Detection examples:
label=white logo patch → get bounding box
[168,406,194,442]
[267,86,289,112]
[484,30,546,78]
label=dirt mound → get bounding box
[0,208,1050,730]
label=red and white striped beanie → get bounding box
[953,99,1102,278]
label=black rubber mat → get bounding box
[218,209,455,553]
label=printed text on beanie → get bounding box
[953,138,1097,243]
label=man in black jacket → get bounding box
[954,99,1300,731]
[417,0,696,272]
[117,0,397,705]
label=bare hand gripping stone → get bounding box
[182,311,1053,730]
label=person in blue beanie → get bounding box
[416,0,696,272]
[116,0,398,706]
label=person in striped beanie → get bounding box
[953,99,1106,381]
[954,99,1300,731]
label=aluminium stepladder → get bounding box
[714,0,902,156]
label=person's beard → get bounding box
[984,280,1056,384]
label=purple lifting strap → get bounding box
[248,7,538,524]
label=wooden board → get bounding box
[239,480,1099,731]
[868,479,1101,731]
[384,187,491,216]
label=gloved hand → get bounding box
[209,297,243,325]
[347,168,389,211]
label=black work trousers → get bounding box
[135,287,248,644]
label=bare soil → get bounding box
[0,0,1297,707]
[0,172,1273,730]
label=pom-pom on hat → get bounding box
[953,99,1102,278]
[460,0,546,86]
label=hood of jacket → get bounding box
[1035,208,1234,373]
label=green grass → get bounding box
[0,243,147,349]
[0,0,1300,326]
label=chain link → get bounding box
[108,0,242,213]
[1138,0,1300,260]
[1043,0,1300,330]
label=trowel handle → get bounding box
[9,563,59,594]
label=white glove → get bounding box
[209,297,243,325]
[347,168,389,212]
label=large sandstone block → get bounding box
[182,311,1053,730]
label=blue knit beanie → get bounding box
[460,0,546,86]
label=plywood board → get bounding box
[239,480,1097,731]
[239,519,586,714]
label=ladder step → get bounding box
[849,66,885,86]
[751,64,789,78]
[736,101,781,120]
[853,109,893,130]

* [Aim] Write out the stretch of the material from its start through the line containing "[1035,208,1234,373]", that line included, as a numbered list with blank lines left out.

* [Answer to the task]
1. label=white logo patch → get bounding box
2. [168,406,194,442]
3. [267,86,289,112]
4. [484,30,546,78]
5. label=dirt mound → get bounding box
6. [0,208,1050,730]
7. label=red and white striped beanie → get bounding box
8. [953,99,1102,278]
9. label=black rubber mat → get bounding box
10. [218,209,455,553]
11. label=printed text on beanie → get bounding box
12. [953,138,1097,243]
13. label=man in black jacket → get bounding box
14. [954,99,1300,731]
15. [417,0,696,272]
16. [117,0,397,705]
17. label=bare hand gripping stone → get bounding box
18. [182,311,1053,730]
19. label=person in blue beanie → get bounding box
20. [416,0,696,272]
21. [116,0,398,706]
22. label=person in striped beanie → get bounding box
23. [953,99,1106,381]
24. [954,99,1300,731]
25. label=aluminium stepladder → get bounding box
26. [714,0,902,156]
27. label=person's beard → get bounding box
28. [984,280,1056,384]
29. label=purple lifting strap → get bounding box
30. [248,7,538,524]
31. label=wooden board → get bounding box
32. [239,480,1099,731]
33. [868,479,1101,731]
34. [384,187,491,216]
35. label=gloved hand → get bounding box
36. [209,297,243,325]
37. [347,168,389,211]
38. label=black work trousers → get bounding box
39. [135,287,248,644]
40. label=bare soil → get bounding box
41. [0,0,1297,707]
42. [0,172,1273,730]
43. label=pom-pom on hat → get bounding box
44. [953,99,1102,278]
45. [460,0,546,86]
46. label=hood of jacket → get bounding box
47. [1035,208,1234,373]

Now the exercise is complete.